By BBC News Online's Katherine Sellgren

A sixth former has cast doubt on the standards of public examinations, after scoring a C in A-level business studies on the strength of four hours of private tuition.

Alex Hobbs, 17, from Goring near Reading, said standards must be falling, as he was "no genius".

It can't be right, can it? There has to be something going on with standards

Alex Hobbs
The teenager's claims follow a scathing attack on Thursday by retiring maths examiner, Jeffrey Robinson, who said pass marks at GCSE level were being systematically lowered.

Mr Robinson's allegations were fiercely rejected by the government, teachers' unions and examinations boards.

Alex, who starts in the upper sixth in September, went to a tutor three or four weeks before his exams for help with his AS-level in economics.

Last minute

His tutor, Chris Sivewright, persuaded him to do a full A-level in business studies as well as four AS-levels.

"I passed with a C grade - and as I got two Bs and two Cs in my AS results, it's clear that I'm not some sort of genius and the only other solution is that either A-level standards are slipping or I've got some sort of supertutor!" said Alex.

Chris Sivewright
Tutor Chris Sivewright says there is a silence of vested interest
"I was just overwhelmed, I wasn't expecting to get anything like that - I wasn't expecting to pass or maybe a D or an E at best.

"But it can't be right, can it? There has to be something going on with standards - they have to be going down.

"There's no way someone should be able to pass an A-level with four hours' tuition and reading a bit of a book," Alex said.


A spokeswoman from the Qualifications and Curriculum Agency said Alex was being humble and was clearly an intelligent young man, though not outstanding.

"We must remember that we're not talking about knowledge of the subject here - we're talking about passing an exam," she said.

The teenager would have been able to use transferable data and skills from his economics studies, she said.

Jeffrey Robinson
Retiring examiner Jeffrey Robinson said exam boards were massaging results upwards
"There is no evidence of standards falling, but there is now greater familiarity with the technique of taking exams, closer tuition from teachers and dedicated work on the part of pupils."

But Alex's tutor, Mr Sivewright, believes many public exams have got progressively easier over the years.
━━━━━━━━━━━━━━━━
→ EXERCISE REQUIREMENTS:
1. According to the article on exam standards, what grade did Alex Hobbs receive in A-level business studies?
2. Copy the part of the records that opens with the line containing "Can you find the vertical" and continues through the end of the records.
The article and the records are unrelated pieces of material.

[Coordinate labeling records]
━━━━━━━━━━━━━━━━
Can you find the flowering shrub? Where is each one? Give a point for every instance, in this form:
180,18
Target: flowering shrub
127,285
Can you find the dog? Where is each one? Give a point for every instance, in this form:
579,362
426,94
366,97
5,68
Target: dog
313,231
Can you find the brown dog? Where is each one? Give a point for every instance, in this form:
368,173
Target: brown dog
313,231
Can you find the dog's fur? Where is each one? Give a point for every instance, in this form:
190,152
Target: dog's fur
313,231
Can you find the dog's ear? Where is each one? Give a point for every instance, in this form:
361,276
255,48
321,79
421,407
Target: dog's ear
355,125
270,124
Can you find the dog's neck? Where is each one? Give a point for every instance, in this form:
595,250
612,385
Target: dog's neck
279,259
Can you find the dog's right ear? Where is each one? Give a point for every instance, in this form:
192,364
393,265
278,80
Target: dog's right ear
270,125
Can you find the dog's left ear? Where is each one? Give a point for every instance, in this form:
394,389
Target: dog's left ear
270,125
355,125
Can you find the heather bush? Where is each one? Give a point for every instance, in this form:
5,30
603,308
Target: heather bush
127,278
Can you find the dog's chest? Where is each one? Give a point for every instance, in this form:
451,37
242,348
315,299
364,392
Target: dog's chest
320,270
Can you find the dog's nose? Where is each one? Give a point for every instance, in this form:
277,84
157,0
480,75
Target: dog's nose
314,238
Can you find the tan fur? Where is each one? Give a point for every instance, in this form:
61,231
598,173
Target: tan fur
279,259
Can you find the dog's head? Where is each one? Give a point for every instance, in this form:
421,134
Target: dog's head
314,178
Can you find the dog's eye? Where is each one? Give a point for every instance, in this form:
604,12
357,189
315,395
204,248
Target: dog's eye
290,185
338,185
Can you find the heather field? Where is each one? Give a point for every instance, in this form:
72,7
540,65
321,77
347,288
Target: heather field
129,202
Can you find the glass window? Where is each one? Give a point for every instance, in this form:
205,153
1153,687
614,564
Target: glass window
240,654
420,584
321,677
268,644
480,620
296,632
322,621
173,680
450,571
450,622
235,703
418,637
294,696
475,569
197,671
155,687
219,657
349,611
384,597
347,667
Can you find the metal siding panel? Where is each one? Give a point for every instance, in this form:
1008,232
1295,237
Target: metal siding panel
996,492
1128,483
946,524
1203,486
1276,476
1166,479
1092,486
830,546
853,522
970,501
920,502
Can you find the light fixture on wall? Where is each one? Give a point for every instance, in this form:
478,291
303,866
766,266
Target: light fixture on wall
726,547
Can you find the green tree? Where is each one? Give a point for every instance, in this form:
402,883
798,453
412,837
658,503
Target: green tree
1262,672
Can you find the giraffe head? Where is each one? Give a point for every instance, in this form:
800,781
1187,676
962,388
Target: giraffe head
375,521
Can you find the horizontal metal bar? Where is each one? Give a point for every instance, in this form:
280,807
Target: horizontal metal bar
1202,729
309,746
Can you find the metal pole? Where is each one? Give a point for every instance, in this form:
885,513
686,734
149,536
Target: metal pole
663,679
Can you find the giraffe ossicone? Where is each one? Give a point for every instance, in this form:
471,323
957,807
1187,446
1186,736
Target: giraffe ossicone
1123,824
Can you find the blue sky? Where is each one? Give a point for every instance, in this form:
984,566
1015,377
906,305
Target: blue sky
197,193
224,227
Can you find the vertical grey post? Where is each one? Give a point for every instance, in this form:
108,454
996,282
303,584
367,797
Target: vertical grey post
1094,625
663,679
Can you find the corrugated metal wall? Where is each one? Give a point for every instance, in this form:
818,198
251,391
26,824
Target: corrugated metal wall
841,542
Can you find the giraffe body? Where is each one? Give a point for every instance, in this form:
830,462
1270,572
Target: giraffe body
━━━━━━━━━━━━━━━━
→ ANSWERS FOR THE EXERCISE:
1. A C.

2.
Can you find the vertical grey post? Where is each one? Give a point for every instance, in this form:
108,454
996,282
303,584
367,797
Target: vertical grey post
1094,625
663,679
Can you find the corrugated metal wall? Where is each one? Give a point for every instance, in this form:
818,198
251,391
26,824
Target: corrugated metal wall
841,542
Can you find the giraffe body? Where is each one? Give a point for every instance, in this form:
830,462
1270,572
Target: giraffe body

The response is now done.